## Work required
Turn the lines below, from the line containing "pew in this photo." through the end of the data, into a JSON list of strings with one string per line, leaving out any blank lines.

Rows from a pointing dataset
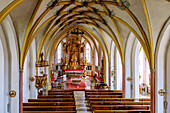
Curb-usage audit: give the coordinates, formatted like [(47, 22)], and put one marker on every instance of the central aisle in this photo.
[(81, 102)]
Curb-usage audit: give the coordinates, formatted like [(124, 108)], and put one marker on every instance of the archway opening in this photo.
[(144, 75)]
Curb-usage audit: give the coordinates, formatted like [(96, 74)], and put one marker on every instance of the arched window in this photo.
[(59, 50), (88, 53)]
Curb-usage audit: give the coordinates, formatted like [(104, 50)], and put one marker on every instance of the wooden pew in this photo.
[(52, 100), (49, 111), (60, 90), (103, 93), (103, 90), (120, 107), (49, 104), (56, 96), (49, 108), (121, 111), (119, 103), (104, 96)]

## Task answer
[
  "Curb-usage audit: give the coordinates, formatted like [(104, 50)], and put one marker on every instance of the wooden pew in this photo.",
  "[(52, 100), (49, 111), (60, 90), (103, 93), (103, 90), (120, 107), (49, 104), (56, 96), (49, 108), (121, 111), (119, 103), (104, 96)]"
]